> **Stated problem**: Please copy out the items below, swapping "top-left corner" for "upper-left corner" wherever it occurs and changing nothing else. Leave the pictures out of your copy.

> **Provided data**:

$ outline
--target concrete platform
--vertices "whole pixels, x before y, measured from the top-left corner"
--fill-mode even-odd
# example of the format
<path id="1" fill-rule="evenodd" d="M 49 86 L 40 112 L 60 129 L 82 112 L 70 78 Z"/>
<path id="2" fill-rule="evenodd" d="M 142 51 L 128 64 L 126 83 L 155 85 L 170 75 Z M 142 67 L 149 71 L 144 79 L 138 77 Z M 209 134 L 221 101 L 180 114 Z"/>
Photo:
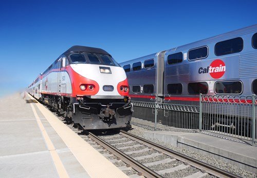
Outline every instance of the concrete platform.
<path id="1" fill-rule="evenodd" d="M 34 99 L 0 99 L 0 177 L 125 177 Z"/>
<path id="2" fill-rule="evenodd" d="M 257 172 L 257 147 L 199 133 L 148 131 L 145 135 L 222 159 L 238 167 Z"/>

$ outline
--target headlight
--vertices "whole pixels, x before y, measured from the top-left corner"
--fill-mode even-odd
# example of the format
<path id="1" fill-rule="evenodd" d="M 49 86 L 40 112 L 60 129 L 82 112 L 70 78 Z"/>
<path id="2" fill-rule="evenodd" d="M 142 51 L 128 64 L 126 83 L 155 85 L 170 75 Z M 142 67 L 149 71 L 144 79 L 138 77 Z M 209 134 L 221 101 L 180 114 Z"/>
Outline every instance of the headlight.
<path id="1" fill-rule="evenodd" d="M 90 90 L 93 90 L 94 86 L 93 85 L 88 86 L 88 89 L 89 89 Z"/>
<path id="2" fill-rule="evenodd" d="M 80 85 L 80 90 L 86 90 L 86 85 Z"/>
<path id="3" fill-rule="evenodd" d="M 106 67 L 99 67 L 100 72 L 104 74 L 112 74 L 111 68 Z"/>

> **Solved exercise**:
$ outline
--target concrete platform
--vertices "whole pixels, x before y, measured from the upper-left corner"
--fill-mode even-odd
# example of the format
<path id="1" fill-rule="evenodd" d="M 49 86 L 40 112 L 60 129 L 82 112 L 70 78 Z"/>
<path id="2" fill-rule="evenodd" d="M 142 51 L 128 64 L 126 83 L 155 85 L 170 75 Z M 142 67 L 149 71 L 144 79 L 138 77 Z M 209 134 L 221 101 L 180 114 Z"/>
Photo:
Outline every instance of the concrete platform.
<path id="1" fill-rule="evenodd" d="M 34 99 L 0 99 L 0 177 L 125 177 Z"/>
<path id="2" fill-rule="evenodd" d="M 257 172 L 257 147 L 199 133 L 148 131 L 145 135 L 222 159 L 238 167 Z"/>

$ outline
--target headlight
--vertices "whole pixels, x before y, measured from the upper-left corner"
--fill-mode even-odd
# example of the format
<path id="1" fill-rule="evenodd" d="M 49 86 L 40 112 L 60 129 L 82 112 L 70 78 Z"/>
<path id="2" fill-rule="evenodd" d="M 142 51 L 128 64 L 126 83 L 155 85 L 170 75 Z M 142 67 L 149 71 L 144 79 L 138 77 Z M 209 134 L 221 101 L 180 114 Z"/>
Outline every instance of the headlight.
<path id="1" fill-rule="evenodd" d="M 90 90 L 93 90 L 94 86 L 93 85 L 88 86 L 88 89 L 89 89 Z"/>
<path id="2" fill-rule="evenodd" d="M 80 85 L 80 90 L 86 90 L 86 85 Z"/>
<path id="3" fill-rule="evenodd" d="M 106 67 L 99 67 L 100 72 L 104 74 L 112 74 L 111 68 Z"/>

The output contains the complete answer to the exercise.